(Recorded data)
● ● ● ●
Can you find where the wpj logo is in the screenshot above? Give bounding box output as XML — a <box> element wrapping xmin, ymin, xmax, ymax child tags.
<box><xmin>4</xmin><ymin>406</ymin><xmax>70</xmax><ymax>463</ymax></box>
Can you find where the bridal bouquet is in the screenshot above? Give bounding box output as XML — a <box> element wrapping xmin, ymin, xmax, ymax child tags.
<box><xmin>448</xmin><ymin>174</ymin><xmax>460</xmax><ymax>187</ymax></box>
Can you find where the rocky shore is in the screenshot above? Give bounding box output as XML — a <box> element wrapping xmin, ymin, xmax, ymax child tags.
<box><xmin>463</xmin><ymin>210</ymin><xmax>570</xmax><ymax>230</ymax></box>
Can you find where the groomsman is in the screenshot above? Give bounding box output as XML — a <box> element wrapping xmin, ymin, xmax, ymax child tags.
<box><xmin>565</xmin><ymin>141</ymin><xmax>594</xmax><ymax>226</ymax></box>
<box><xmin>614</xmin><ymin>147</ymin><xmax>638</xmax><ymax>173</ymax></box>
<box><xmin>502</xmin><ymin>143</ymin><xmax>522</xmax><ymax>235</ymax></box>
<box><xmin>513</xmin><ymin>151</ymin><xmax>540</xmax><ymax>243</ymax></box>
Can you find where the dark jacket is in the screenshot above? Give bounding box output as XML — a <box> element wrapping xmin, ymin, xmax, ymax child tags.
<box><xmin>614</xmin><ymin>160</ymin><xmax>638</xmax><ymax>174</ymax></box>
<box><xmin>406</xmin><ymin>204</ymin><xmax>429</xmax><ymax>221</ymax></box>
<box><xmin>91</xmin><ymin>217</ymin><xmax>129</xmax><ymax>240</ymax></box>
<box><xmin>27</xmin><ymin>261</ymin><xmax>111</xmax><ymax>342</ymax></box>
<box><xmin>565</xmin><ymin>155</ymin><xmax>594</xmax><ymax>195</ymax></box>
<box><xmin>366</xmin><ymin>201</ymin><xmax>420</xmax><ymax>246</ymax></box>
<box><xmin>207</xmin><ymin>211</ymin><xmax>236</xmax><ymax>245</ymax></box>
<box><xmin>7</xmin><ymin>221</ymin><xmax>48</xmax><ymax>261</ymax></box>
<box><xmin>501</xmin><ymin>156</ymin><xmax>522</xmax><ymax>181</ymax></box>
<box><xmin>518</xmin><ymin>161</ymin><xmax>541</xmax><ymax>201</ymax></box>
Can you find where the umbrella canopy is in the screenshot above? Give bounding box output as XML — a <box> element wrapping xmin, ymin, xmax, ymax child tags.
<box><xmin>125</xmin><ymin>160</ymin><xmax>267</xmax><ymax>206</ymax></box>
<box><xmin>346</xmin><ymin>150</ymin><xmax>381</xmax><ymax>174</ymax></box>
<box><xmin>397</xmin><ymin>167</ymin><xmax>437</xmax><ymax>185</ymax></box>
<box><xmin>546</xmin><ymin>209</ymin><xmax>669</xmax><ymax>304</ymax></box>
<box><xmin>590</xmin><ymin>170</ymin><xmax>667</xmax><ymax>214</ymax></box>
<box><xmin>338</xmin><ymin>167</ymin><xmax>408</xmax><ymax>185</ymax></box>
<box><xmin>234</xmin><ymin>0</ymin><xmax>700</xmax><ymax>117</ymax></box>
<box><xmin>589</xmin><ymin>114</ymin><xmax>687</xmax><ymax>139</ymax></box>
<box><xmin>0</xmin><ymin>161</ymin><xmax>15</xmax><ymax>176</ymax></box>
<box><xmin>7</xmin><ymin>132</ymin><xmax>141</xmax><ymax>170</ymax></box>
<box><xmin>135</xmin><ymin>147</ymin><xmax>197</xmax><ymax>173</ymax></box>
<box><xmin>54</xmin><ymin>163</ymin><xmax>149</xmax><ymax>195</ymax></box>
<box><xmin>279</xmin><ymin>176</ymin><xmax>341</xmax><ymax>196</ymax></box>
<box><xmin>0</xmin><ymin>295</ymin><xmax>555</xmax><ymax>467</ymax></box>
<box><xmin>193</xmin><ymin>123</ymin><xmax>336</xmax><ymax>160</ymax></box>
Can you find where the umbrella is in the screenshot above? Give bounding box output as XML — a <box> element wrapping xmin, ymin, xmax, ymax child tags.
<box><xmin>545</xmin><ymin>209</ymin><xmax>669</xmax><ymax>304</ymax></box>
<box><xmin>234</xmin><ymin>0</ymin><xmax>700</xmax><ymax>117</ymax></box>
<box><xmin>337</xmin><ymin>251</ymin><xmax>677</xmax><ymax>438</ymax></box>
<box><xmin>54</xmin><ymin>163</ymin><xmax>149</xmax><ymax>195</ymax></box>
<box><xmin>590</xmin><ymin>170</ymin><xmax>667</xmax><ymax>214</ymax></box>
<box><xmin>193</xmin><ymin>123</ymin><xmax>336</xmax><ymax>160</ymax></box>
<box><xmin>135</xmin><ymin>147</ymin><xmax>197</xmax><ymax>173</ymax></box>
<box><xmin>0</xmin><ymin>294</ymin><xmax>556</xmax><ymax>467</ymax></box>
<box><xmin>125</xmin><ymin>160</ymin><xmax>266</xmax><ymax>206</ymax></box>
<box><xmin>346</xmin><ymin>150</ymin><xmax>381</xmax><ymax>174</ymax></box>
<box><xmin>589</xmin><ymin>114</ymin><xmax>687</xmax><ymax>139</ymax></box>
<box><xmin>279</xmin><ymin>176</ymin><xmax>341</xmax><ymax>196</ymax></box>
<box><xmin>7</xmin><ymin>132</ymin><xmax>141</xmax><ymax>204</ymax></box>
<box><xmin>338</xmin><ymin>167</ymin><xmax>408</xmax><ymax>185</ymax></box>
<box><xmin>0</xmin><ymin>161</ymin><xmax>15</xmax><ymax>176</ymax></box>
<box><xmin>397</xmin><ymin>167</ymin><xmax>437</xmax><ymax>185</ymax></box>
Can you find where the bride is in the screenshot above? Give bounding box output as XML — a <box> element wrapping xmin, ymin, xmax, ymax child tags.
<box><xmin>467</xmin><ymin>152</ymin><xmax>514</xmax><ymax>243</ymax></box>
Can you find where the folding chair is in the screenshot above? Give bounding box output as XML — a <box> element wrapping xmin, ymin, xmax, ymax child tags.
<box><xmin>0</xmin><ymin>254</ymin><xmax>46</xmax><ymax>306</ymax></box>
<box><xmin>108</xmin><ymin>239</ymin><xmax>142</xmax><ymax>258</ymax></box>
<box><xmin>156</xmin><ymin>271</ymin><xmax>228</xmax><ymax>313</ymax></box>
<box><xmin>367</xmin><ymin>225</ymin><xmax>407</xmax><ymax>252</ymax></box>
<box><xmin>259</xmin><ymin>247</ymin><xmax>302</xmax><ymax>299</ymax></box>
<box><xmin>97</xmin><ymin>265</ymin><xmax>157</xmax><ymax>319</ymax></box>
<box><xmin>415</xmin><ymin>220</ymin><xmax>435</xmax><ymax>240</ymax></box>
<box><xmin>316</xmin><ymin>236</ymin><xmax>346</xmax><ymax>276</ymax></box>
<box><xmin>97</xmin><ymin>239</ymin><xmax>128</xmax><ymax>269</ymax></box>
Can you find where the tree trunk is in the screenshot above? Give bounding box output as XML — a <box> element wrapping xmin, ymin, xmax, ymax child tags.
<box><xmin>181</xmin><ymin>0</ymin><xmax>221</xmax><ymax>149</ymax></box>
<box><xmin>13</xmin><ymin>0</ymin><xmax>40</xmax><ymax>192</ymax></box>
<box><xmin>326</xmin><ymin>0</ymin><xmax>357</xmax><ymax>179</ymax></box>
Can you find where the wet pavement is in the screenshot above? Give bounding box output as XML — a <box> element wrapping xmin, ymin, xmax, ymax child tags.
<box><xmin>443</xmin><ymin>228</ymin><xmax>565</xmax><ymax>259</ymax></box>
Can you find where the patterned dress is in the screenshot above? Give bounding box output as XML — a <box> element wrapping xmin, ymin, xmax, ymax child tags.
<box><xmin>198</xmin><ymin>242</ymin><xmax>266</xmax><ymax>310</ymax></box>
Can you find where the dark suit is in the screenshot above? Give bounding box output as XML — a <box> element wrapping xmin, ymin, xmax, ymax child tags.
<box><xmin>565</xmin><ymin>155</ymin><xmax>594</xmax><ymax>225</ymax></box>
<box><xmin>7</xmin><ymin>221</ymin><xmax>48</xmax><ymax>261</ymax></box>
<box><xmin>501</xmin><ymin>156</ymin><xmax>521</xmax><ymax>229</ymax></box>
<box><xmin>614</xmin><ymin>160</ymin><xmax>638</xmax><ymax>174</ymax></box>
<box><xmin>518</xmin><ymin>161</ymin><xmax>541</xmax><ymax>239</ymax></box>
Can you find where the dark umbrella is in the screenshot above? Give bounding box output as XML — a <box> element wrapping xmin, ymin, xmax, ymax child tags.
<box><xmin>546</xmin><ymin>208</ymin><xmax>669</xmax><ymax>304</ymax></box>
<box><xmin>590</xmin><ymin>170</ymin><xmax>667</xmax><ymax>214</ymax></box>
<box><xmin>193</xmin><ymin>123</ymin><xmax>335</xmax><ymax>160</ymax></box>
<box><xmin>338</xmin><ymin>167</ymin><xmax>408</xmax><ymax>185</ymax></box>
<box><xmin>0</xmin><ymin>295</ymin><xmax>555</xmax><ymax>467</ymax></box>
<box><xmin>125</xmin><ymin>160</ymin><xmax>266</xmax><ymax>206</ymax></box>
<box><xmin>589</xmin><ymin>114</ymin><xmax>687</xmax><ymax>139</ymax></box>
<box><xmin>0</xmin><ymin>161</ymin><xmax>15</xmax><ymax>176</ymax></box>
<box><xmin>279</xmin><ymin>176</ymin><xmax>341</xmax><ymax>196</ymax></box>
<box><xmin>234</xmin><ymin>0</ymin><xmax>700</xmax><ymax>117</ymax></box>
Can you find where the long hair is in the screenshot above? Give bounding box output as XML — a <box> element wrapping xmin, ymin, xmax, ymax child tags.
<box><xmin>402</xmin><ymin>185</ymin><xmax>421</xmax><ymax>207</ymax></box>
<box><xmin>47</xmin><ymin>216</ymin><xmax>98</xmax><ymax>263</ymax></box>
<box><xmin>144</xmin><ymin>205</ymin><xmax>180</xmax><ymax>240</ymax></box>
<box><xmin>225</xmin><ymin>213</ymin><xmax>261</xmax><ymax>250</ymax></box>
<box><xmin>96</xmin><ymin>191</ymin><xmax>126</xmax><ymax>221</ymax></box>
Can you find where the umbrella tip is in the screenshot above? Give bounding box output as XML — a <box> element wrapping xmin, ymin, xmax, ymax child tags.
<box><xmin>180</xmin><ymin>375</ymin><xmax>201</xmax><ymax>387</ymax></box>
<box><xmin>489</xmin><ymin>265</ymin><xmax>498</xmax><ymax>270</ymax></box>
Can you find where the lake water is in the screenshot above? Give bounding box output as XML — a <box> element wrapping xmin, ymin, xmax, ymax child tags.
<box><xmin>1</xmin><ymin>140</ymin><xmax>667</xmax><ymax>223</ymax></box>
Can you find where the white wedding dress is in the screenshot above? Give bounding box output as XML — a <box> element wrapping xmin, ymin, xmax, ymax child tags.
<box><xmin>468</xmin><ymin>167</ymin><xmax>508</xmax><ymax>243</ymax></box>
● ● ● ●
» **Aim of the exercise**: Could you give again exactly the lines from the line containing "Can you find where the white" through the final line of the data above, and no others?

» **Solution for this problem**:
Can you find where the white wedding dress is in the screenshot above? Give bounding box output as XML — a <box> element wrapping xmin, ymin, xmax, ymax child tags.
<box><xmin>468</xmin><ymin>167</ymin><xmax>508</xmax><ymax>243</ymax></box>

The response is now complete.